To connect with everything, we will get back to the basic circuit that we have been discussing so far. And you recall the circuit that we have been studying, the canonical RC with an input voltage function of t.
And we had specified that we solved this problem for the case of a step input or a condition in which a t=0. At t greater or equal to zero vI is equal to some capital VI value that for now on is constant.
And the other condition that we discussed was the value of the voltage on the capacitor that would exist at time t=0. Let's call that vc(0). And in general there is some finite value here. It can be zero or it can be different from zero.
Given that, we learned how to write down directly, without messing around with differential equations, the answer for the voltage on the capacitor vc(t), let me define also my vc right here, is equal to VI, the final value, plus vc(0), the initial value on the capacitor, minus the final value, e^–t/RC.
This is our standard equation to which we plug in, and it's either a rising exponential if VI is larger than VC or a decaying exponential if VI is a smaller value than VC. This should all be familiar.
And, again, as pointed out in the notes, the reading for today is 10.3 and for the new material you should look at Chapter 11 where we discuss memory. This is where we stood as of last time. Now, I would like to discuss a little bit more about the storage of charge in capacitors.
And how we can take advantage of that for storing logic state. One of the things that I am sure you must be aware of is that one of the perhaps most massively produced chips is actually the so-called DRAM which you find in every PC and every computer that exists anywhere.
This DRAM is dynamic random access memory in which we can store a state and come back and look at it at any time later, provided we don't power off our machine. The logic state in the basic memory elements, of which instead there are close to 1 giga elements per chip, are stored on capacitors.
And so we will play a little bit with that concept today. And, although we're not going to discuss the specific example of the DRAM, the basic elements of the DRAM you will see actually in a demo shortly.
So that's the general response of this network that I have here to an input VI that happens at t=0. Now, the one thing that you recognize immediately is that it really doesn't matter what the value of VI was for t less than zero.
What really counts is the value of VI at t=0. And that's the value that we're interested in. Now, there is an implicit statement in that. And that statement is that somehow that network appears like this at t=0.
So, there has to be some switch there, and you will see that, that basically starts my condition to that at t=0. And so the history of VI really doesn't matter. The response following that equation that we have there will depend on the initial value which is vc(0) here.
Now that is the voltage on the capacitor at that time. And then assuming that VI is a value that is larger than vc(0) will have a rising exponential that will come to this value. And this is the time constant RC and this is time.

### Required task 1
In the RC circuit lecture, what does DRAM stand for?
### Required task 2
Reproduce the records from their first line through the line containing "--holes even-odd", with both ends included.

Boundary labeling items:
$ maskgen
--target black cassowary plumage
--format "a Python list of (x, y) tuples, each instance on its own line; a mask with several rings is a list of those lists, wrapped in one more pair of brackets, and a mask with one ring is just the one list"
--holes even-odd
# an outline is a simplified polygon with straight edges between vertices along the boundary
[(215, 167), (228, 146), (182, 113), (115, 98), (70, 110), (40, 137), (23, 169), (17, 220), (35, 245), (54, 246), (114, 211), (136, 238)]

### Complete output 1
Dynamic random access memory.

### Complete output 2
$ maskgen
--target black cassowary plumage
--format "a Python list of (x, y) tuples, each instance on its own line; a mask with several rings is a list of those lists, wrapped in one more pair of brackets, and a mask with one ring is just the one list"
--holes even-odd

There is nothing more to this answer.